§ **Do this**: Reproduce all of the items, swapping "locate a point on" for "mark a point on" wherever it occurs and keeping everything else unchanged.

╭─ Given entries

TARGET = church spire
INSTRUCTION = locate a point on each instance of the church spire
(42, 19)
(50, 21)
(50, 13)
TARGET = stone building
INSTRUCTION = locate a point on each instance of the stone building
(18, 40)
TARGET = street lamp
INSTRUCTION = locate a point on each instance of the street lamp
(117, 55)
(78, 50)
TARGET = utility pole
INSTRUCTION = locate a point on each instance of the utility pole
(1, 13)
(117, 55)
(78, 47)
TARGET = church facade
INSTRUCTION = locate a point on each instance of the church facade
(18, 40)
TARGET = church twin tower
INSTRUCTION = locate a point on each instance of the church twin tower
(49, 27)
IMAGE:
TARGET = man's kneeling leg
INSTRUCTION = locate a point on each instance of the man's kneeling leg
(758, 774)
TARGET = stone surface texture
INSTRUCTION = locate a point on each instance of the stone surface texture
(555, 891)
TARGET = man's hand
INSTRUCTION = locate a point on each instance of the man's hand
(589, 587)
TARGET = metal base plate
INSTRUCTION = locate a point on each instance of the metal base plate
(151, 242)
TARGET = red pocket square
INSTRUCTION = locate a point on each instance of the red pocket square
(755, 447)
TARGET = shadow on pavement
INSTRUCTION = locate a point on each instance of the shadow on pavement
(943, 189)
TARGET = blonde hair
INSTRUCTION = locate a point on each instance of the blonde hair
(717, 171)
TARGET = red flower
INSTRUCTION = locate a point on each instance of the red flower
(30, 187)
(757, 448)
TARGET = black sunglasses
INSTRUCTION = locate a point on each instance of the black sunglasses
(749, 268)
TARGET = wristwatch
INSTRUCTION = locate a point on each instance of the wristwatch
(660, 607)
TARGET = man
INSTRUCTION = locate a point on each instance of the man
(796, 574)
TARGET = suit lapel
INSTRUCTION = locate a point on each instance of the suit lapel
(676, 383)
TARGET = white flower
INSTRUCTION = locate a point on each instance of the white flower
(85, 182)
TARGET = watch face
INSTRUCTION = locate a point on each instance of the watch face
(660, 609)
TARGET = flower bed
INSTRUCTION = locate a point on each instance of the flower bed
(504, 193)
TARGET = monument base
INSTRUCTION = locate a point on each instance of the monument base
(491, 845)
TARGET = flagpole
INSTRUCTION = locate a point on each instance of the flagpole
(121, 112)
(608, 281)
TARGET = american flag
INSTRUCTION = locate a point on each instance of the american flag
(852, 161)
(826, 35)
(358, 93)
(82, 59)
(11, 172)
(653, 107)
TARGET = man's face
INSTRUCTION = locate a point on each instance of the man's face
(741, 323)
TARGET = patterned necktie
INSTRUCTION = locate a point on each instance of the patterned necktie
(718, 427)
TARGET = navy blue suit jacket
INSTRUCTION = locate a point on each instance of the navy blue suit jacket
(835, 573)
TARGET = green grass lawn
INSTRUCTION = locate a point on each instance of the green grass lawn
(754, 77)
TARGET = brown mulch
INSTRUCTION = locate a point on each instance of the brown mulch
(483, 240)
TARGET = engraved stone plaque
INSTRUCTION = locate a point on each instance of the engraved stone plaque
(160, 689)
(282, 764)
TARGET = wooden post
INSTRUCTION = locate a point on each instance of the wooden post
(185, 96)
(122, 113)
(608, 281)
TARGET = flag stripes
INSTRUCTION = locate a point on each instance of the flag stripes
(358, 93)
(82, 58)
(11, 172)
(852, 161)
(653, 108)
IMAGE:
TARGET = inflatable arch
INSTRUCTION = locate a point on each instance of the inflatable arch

╰─

§ **Response for this exercise**:
TARGET = church spire
INSTRUCTION = mark a point on each instance of the church spire
(42, 19)
(50, 21)
(50, 13)
TARGET = stone building
INSTRUCTION = mark a point on each instance of the stone building
(18, 40)
TARGET = street lamp
INSTRUCTION = mark a point on each instance of the street lamp
(117, 55)
(78, 50)
TARGET = utility pole
INSTRUCTION = mark a point on each instance of the utility pole
(1, 13)
(117, 55)
(78, 47)
TARGET = church facade
INSTRUCTION = mark a point on each instance of the church facade
(18, 40)
TARGET = church twin tower
INSTRUCTION = mark a point on each instance of the church twin tower
(49, 27)
IMAGE:
TARGET = man's kneeling leg
INSTRUCTION = mark a point on each instance of the man's kneeling leg
(758, 774)
TARGET = stone surface texture
INSTRUCTION = mark a point on each instance of the stone surface texture
(555, 891)
TARGET = man's hand
INSTRUCTION = mark a point on each instance of the man's hand
(589, 587)
TARGET = metal base plate
INSTRUCTION = mark a point on each instance of the metal base plate
(151, 242)
TARGET = red pocket square
INSTRUCTION = mark a point on each instance of the red pocket square
(755, 447)
TARGET = shadow on pavement
INSTRUCTION = mark a point on each instance of the shadow on pavement
(943, 189)
TARGET = blonde hair
INSTRUCTION = mark a point on each instance of the blonde hair
(717, 171)
TARGET = red flower
INSTRUCTION = mark a point on each instance of the red flower
(30, 187)
(757, 448)
TARGET = black sunglasses
INSTRUCTION = mark a point on each instance of the black sunglasses
(749, 268)
TARGET = wristwatch
INSTRUCTION = mark a point on each instance of the wristwatch
(660, 607)
TARGET = man
INSTRUCTION = mark a point on each instance of the man
(796, 574)
TARGET = suit lapel
INSTRUCTION = mark a point on each instance of the suit lapel
(676, 383)
TARGET = white flower
INSTRUCTION = mark a point on each instance of the white flower
(85, 182)
TARGET = watch face
INSTRUCTION = mark a point on each instance of the watch face
(660, 609)
TARGET = flower bed
INSTRUCTION = mark a point on each instance of the flower bed
(504, 193)
TARGET = monument base
INSTRUCTION = mark a point on each instance of the monument base
(491, 845)
TARGET = flagpole
INSTRUCTION = mark a point on each instance of the flagpole
(121, 112)
(608, 281)
TARGET = american flag
INSTRUCTION = mark a point on each instance of the american flag
(852, 161)
(826, 35)
(358, 93)
(82, 59)
(11, 172)
(653, 107)
TARGET = man's face
INSTRUCTION = mark a point on each instance of the man's face
(741, 323)
TARGET = patterned necktie
INSTRUCTION = mark a point on each instance of the patterned necktie
(718, 427)
TARGET = navy blue suit jacket
INSTRUCTION = mark a point on each instance of the navy blue suit jacket
(835, 573)
TARGET = green grass lawn
INSTRUCTION = mark a point on each instance of the green grass lawn
(754, 77)
TARGET = brown mulch
INSTRUCTION = mark a point on each instance of the brown mulch
(483, 240)
TARGET = engraved stone plaque
INSTRUCTION = mark a point on each instance of the engraved stone plaque
(160, 689)
(282, 764)
TARGET = wooden post
INSTRUCTION = mark a point on each instance of the wooden post
(185, 96)
(122, 113)
(608, 281)
TARGET = flag stripes
INSTRUCTION = mark a point on each instance of the flag stripes
(358, 93)
(82, 58)
(11, 172)
(852, 161)
(653, 108)
IMAGE:
TARGET = inflatable arch
INSTRUCTION = mark a point on each instance of the inflatable arch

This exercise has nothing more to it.